§ To do
Locate every line in the rows below that contains the word "feather", and copy each of those lines.

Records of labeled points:
━━━━━━━━

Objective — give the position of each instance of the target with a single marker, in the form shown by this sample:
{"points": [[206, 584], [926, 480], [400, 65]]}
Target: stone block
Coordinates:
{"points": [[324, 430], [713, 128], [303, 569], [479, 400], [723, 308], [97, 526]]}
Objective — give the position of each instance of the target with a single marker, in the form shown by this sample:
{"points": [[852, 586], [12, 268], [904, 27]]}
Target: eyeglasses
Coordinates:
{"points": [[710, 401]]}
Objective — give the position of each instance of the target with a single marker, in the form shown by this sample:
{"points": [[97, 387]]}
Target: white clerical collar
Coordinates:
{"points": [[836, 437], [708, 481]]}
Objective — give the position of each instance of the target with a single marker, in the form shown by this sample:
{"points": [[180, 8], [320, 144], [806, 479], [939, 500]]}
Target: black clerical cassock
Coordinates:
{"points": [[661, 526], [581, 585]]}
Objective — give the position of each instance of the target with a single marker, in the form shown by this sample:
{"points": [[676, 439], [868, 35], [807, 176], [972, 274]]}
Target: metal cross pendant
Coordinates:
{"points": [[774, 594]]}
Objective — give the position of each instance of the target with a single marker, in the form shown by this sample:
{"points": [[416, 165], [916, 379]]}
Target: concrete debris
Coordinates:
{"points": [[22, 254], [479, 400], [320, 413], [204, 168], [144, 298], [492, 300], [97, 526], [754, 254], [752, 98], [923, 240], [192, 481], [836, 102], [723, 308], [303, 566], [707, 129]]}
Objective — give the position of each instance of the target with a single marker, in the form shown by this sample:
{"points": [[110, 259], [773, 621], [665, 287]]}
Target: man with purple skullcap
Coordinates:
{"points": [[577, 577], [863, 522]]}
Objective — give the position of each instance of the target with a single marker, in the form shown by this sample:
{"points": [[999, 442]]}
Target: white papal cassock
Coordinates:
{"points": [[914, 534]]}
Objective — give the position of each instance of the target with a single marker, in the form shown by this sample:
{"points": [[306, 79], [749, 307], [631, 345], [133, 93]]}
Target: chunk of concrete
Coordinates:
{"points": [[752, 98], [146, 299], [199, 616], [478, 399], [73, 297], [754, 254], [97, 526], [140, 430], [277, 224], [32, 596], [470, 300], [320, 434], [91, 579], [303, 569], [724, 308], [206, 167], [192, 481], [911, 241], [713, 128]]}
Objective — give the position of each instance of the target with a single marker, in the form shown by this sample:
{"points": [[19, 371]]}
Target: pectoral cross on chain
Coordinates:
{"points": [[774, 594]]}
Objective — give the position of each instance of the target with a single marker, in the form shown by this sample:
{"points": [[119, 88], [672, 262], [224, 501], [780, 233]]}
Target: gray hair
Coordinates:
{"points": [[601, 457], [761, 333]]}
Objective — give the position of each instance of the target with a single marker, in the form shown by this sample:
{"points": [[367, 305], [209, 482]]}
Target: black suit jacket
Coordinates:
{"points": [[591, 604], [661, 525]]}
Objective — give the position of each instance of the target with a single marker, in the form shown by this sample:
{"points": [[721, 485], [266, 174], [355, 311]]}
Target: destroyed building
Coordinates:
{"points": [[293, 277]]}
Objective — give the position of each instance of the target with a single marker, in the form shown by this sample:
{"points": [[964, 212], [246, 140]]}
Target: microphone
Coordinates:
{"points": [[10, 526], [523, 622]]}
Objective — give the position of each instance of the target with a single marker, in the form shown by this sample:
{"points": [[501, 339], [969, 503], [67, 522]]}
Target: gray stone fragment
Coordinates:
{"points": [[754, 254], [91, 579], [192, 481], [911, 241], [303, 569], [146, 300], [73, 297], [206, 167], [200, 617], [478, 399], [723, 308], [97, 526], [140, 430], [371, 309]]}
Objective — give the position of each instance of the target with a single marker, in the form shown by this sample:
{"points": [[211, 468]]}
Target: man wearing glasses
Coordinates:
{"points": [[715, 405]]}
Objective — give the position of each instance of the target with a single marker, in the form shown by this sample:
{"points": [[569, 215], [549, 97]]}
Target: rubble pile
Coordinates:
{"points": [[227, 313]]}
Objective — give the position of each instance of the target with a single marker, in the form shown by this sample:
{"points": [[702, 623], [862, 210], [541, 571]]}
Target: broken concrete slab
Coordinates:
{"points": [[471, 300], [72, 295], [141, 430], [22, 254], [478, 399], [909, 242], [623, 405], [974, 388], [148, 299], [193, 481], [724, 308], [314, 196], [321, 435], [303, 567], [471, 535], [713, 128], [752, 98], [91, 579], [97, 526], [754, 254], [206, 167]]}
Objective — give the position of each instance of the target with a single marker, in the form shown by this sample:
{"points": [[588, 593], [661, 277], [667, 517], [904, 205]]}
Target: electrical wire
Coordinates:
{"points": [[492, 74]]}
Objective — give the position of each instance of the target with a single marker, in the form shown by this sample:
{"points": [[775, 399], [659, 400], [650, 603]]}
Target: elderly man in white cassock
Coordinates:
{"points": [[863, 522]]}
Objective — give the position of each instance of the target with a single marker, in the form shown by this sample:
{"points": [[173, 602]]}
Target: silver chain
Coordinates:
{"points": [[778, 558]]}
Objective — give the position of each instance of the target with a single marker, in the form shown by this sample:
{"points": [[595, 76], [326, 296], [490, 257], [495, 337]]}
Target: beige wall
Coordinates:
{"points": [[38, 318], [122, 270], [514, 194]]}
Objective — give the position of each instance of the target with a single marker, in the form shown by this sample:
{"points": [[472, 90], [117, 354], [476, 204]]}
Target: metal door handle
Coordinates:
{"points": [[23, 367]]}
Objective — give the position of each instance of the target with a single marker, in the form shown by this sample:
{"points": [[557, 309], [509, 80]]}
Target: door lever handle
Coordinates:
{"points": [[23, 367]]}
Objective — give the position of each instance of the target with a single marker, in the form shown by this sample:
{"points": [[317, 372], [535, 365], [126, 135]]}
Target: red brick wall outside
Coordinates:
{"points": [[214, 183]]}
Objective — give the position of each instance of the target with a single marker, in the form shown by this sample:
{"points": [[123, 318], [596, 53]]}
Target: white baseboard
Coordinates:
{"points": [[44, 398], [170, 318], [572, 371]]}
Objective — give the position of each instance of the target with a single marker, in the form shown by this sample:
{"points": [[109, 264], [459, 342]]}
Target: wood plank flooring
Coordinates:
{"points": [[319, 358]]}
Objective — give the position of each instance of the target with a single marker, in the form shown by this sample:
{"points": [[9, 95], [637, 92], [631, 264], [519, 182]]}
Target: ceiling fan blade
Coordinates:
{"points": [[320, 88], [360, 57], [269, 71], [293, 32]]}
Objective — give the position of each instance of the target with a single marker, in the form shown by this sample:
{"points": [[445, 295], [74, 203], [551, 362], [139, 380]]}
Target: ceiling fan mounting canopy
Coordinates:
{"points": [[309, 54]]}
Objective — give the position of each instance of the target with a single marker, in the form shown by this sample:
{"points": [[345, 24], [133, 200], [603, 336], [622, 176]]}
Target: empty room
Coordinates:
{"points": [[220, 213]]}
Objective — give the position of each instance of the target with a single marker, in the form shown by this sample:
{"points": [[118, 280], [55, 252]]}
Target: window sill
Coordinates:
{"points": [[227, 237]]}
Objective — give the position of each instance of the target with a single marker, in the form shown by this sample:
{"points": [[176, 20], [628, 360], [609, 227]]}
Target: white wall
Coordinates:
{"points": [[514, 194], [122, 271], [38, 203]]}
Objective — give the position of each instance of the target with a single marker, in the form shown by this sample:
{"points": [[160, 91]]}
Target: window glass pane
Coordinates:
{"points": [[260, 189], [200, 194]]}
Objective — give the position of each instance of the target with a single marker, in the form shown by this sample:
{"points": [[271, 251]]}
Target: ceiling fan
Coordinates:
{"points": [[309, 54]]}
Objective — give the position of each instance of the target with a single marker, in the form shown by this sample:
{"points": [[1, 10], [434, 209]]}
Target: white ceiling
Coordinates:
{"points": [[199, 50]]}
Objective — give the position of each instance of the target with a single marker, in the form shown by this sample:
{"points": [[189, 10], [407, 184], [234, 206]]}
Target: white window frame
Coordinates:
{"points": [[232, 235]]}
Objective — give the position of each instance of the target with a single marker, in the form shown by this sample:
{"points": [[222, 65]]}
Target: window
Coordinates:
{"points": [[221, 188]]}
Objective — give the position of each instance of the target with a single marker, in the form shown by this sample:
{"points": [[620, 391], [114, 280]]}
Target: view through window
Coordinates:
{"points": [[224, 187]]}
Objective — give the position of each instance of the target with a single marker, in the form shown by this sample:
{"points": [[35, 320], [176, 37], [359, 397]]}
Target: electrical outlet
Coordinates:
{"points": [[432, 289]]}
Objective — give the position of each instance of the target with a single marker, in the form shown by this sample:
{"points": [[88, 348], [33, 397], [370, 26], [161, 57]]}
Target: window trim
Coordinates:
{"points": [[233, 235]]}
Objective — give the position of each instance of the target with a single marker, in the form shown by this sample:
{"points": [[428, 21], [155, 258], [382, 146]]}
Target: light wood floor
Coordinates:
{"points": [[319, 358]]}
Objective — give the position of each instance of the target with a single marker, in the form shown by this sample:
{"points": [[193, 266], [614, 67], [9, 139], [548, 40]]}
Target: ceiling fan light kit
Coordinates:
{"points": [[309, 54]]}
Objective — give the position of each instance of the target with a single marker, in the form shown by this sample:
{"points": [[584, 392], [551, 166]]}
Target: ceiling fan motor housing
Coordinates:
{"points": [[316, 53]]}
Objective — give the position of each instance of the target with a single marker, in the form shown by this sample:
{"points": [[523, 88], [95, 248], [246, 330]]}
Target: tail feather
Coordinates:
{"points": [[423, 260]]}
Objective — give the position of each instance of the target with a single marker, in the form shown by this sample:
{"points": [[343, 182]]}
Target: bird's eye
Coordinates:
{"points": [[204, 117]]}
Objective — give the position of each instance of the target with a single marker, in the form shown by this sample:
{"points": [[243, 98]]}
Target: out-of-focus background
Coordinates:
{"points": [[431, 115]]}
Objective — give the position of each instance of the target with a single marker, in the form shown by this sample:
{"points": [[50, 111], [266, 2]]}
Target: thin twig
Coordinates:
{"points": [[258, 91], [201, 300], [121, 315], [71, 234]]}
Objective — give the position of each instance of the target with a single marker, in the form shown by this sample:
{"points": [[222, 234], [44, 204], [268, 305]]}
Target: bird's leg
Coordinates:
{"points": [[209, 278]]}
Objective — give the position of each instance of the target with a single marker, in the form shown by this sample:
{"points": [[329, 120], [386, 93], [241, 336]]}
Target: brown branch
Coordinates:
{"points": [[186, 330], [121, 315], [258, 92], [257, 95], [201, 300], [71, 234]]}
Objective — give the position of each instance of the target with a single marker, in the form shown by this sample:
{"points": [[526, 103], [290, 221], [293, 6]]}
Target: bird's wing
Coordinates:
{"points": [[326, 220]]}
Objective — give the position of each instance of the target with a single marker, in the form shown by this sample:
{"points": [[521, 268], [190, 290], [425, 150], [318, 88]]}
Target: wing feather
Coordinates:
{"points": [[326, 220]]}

━━━━━━━━

§ Answer to this task
Target: tail feather
Target: wing feather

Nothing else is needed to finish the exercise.